**Your objective**.
Omit the images, then print each record below exactly as it reads.

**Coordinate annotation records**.
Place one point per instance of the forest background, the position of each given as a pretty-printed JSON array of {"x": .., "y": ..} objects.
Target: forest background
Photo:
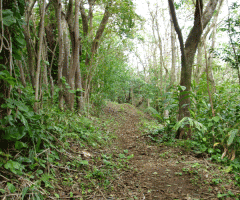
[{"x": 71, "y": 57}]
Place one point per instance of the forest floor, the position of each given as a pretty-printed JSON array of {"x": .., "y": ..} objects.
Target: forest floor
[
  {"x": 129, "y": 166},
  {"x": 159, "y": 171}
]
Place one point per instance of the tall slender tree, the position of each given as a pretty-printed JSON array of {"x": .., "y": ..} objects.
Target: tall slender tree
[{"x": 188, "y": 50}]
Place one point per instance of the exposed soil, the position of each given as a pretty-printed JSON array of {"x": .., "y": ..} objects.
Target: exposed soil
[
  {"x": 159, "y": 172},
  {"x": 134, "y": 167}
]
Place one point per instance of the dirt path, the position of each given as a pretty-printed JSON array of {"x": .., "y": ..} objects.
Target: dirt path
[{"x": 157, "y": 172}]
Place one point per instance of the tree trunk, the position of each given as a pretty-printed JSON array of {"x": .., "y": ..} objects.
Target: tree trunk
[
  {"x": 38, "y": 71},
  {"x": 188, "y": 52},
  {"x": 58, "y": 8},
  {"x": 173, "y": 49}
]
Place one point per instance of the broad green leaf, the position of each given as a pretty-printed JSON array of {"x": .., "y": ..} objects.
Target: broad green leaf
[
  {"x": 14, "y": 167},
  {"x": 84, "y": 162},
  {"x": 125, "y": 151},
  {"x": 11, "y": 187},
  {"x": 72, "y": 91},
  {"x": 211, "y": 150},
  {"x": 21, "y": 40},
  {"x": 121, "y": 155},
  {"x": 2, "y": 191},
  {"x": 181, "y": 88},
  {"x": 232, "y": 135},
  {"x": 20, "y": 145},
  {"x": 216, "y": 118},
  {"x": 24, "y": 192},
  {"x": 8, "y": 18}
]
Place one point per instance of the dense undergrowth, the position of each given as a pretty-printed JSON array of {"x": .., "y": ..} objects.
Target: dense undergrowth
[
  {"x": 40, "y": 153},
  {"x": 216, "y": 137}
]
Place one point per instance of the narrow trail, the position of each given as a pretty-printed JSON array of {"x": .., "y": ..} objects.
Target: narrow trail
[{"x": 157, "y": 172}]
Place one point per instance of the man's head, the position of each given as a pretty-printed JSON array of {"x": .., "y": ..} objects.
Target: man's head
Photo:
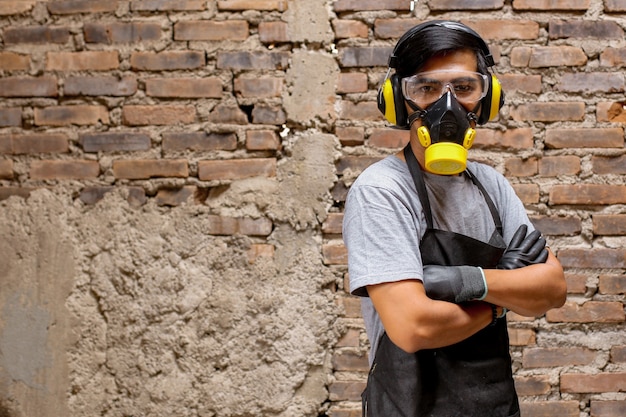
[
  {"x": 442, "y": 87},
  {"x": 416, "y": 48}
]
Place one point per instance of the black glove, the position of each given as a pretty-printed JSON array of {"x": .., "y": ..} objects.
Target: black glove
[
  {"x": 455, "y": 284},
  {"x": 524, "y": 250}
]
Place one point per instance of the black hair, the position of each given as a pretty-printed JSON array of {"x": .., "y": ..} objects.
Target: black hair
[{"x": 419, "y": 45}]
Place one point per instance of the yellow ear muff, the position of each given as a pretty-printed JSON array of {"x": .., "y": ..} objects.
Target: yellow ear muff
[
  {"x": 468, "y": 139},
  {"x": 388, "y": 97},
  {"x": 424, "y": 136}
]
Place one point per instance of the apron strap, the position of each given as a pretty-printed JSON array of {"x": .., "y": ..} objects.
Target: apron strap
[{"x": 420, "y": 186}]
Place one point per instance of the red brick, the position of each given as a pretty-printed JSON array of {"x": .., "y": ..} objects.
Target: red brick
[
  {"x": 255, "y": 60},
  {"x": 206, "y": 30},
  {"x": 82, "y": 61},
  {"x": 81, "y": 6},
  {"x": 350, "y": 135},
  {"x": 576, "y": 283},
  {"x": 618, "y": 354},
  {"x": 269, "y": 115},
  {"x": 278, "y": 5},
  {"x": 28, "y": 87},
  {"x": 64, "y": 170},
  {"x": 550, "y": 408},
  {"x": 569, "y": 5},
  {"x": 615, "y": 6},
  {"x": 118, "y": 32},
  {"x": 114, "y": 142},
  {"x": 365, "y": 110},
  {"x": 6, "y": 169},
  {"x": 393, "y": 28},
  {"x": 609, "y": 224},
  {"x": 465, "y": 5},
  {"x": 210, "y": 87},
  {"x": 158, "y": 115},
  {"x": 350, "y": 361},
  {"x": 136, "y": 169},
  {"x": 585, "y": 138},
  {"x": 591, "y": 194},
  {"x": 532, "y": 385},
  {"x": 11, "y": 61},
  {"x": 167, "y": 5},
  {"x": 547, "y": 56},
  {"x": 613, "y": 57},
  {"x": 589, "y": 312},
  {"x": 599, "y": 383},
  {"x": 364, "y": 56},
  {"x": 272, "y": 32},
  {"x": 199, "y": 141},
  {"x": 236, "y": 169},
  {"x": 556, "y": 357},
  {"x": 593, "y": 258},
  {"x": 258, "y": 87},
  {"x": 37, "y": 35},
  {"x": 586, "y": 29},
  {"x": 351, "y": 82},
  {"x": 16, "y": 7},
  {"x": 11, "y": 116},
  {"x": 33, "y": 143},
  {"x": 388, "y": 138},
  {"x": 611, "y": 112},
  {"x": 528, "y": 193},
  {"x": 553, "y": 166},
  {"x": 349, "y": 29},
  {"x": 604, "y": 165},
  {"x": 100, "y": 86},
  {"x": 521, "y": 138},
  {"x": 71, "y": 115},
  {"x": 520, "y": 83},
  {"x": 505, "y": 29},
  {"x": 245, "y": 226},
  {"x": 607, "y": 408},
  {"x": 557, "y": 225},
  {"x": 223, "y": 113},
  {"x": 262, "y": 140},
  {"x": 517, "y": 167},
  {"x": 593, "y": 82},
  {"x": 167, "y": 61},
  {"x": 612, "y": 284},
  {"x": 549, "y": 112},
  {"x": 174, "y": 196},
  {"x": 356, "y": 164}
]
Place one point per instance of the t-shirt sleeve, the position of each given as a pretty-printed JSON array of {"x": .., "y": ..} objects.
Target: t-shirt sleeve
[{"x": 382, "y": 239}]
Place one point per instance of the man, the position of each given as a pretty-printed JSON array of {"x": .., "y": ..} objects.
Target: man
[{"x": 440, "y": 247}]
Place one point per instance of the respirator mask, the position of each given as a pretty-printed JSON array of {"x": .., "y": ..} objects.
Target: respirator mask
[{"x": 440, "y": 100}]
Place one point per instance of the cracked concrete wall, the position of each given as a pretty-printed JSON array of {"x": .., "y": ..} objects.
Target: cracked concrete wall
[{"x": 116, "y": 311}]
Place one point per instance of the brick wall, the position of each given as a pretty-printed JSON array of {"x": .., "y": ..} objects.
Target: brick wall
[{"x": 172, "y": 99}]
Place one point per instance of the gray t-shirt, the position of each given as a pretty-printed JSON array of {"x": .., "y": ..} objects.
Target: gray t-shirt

**Solution**.
Place one point per instance of the forest background, the position of each given as a pretty-printed JSON array of {"x": .., "y": ..} objects.
Target: forest background
Photo:
[{"x": 71, "y": 57}]
Place one point per instance of the forest floor, the position of each given as a pretty-printed JSON array of {"x": .., "y": ..} objects.
Target: forest floor
[
  {"x": 129, "y": 166},
  {"x": 159, "y": 171}
]
Place one point per instance of the tall slender tree, the position of each given as a pretty-printed JSON array of {"x": .., "y": ..} objects.
Target: tall slender tree
[{"x": 188, "y": 50}]
Place one point per instance of the exposed soil, the position of each given as a pretty-printed JSON array of {"x": .., "y": ..} objects.
Target: exposed soil
[
  {"x": 159, "y": 172},
  {"x": 134, "y": 167}
]
Place one point per instance of the dirt path, the position of each given as a pretty-printed JSON array of {"x": .., "y": ..} objects.
Target: dirt path
[{"x": 157, "y": 172}]
Place one point per instance of the tree trunk, the position of each given as a pretty-printed JSON array of {"x": .., "y": ..} objects.
Target: tree trunk
[
  {"x": 38, "y": 71},
  {"x": 188, "y": 52},
  {"x": 58, "y": 8},
  {"x": 173, "y": 49}
]
Place one point per instance of the broad green leaf, the position of each given as a pretty-printed JSON array of {"x": .., "y": ..} objects.
Target: broad green leaf
[
  {"x": 14, "y": 167},
  {"x": 84, "y": 162},
  {"x": 125, "y": 151},
  {"x": 11, "y": 187},
  {"x": 72, "y": 91},
  {"x": 211, "y": 150},
  {"x": 21, "y": 40},
  {"x": 121, "y": 155},
  {"x": 2, "y": 191},
  {"x": 181, "y": 88},
  {"x": 232, "y": 135},
  {"x": 20, "y": 145},
  {"x": 216, "y": 118},
  {"x": 24, "y": 192},
  {"x": 8, "y": 18}
]
Place one point per instance of the dense undergrowth, the position of each given as a pretty-printed JSON array of {"x": .., "y": ..} objects.
Target: dense undergrowth
[
  {"x": 40, "y": 153},
  {"x": 216, "y": 137}
]
Place one point per instance of the narrow trail, the position of each given as a pretty-printed JSON array of {"x": .., "y": ..} objects.
Target: narrow trail
[{"x": 157, "y": 172}]
Place one point per instance of the man's head, the position of each given as a pretty-printed JSON array of {"x": .., "y": ..} objects.
Target: man's head
Photo:
[
  {"x": 442, "y": 87},
  {"x": 416, "y": 48}
]
Place one point per instance of the black glove, the position of each given as a pretty-printed JSON array of {"x": .., "y": ..} objects.
Target: black glove
[
  {"x": 455, "y": 284},
  {"x": 524, "y": 250}
]
Place one point per instance of the black hair, the position of each given as a pretty-printed JSON array of {"x": .., "y": ..} objects.
Target: black hair
[{"x": 419, "y": 45}]
Place one point per instance of the yellow ear muff, the position of each given as a pretty-printed JSON array of {"x": .., "y": ..} objects.
Target: yellow ear muff
[
  {"x": 468, "y": 139},
  {"x": 388, "y": 97},
  {"x": 424, "y": 136}
]
Place one point per instance of the apron strap, the position of each given as a pretty-printed JSON array of {"x": .., "y": ..} objects.
Target: apron strap
[{"x": 420, "y": 186}]
Place one point per instance of the red brick, the position of each given as a pretty-printed JSON array of {"x": .., "y": ..} objects.
Target: red brick
[
  {"x": 255, "y": 60},
  {"x": 206, "y": 30},
  {"x": 82, "y": 61},
  {"x": 81, "y": 6},
  {"x": 350, "y": 135},
  {"x": 576, "y": 283},
  {"x": 618, "y": 354},
  {"x": 269, "y": 115},
  {"x": 278, "y": 5},
  {"x": 28, "y": 87},
  {"x": 64, "y": 170},
  {"x": 550, "y": 408},
  {"x": 569, "y": 5},
  {"x": 615, "y": 6},
  {"x": 118, "y": 32},
  {"x": 114, "y": 142},
  {"x": 365, "y": 110},
  {"x": 6, "y": 169},
  {"x": 393, "y": 28},
  {"x": 609, "y": 224},
  {"x": 465, "y": 5},
  {"x": 210, "y": 87},
  {"x": 158, "y": 115},
  {"x": 350, "y": 361},
  {"x": 136, "y": 169},
  {"x": 585, "y": 138},
  {"x": 591, "y": 194},
  {"x": 532, "y": 385},
  {"x": 11, "y": 61},
  {"x": 167, "y": 5},
  {"x": 547, "y": 56},
  {"x": 613, "y": 57},
  {"x": 589, "y": 312},
  {"x": 599, "y": 383},
  {"x": 364, "y": 56},
  {"x": 272, "y": 32},
  {"x": 199, "y": 141},
  {"x": 236, "y": 169},
  {"x": 556, "y": 357},
  {"x": 593, "y": 258},
  {"x": 258, "y": 87},
  {"x": 37, "y": 35},
  {"x": 586, "y": 29},
  {"x": 351, "y": 82},
  {"x": 16, "y": 7},
  {"x": 11, "y": 116},
  {"x": 33, "y": 143},
  {"x": 388, "y": 138},
  {"x": 611, "y": 112},
  {"x": 528, "y": 193},
  {"x": 553, "y": 166},
  {"x": 349, "y": 29},
  {"x": 604, "y": 165},
  {"x": 100, "y": 86},
  {"x": 521, "y": 138},
  {"x": 71, "y": 115},
  {"x": 520, "y": 83},
  {"x": 505, "y": 29},
  {"x": 245, "y": 226},
  {"x": 607, "y": 408},
  {"x": 557, "y": 225},
  {"x": 223, "y": 113},
  {"x": 262, "y": 140},
  {"x": 517, "y": 167},
  {"x": 593, "y": 82},
  {"x": 167, "y": 61},
  {"x": 612, "y": 284},
  {"x": 549, "y": 112},
  {"x": 174, "y": 196},
  {"x": 356, "y": 164}
]
Place one point per instance of the t-shirt sleeve, the position of each given as a pretty-printed JSON array of {"x": .., "y": ..} objects.
Target: t-shirt sleeve
[{"x": 382, "y": 239}]
Place one point per instance of the man, the position of each given as a pretty-printed JSON array of {"x": .., "y": ..} objects.
Target: man
[{"x": 440, "y": 247}]
Place one point per instance of the respirator mask, the position of each given as a pretty-printed JSON array of {"x": .., "y": ..} objects.
Target: respirator mask
[{"x": 440, "y": 100}]
Place one point per instance of the cracked concrete wall, the position of each given as a pretty-printed JSON array of {"x": .., "y": ..} objects.
Target: cracked concrete wall
[{"x": 116, "y": 311}]
Place one point per instance of the brick wall, the position of each given as a pretty-printed JSON array of {"x": .., "y": ..} objects.
Target: brick wall
[{"x": 172, "y": 99}]
Place one point per instance of the gray t-shirt, the position of each given as a pretty-printed JSON array of {"x": .., "y": ..} objects.
Target: gray t-shirt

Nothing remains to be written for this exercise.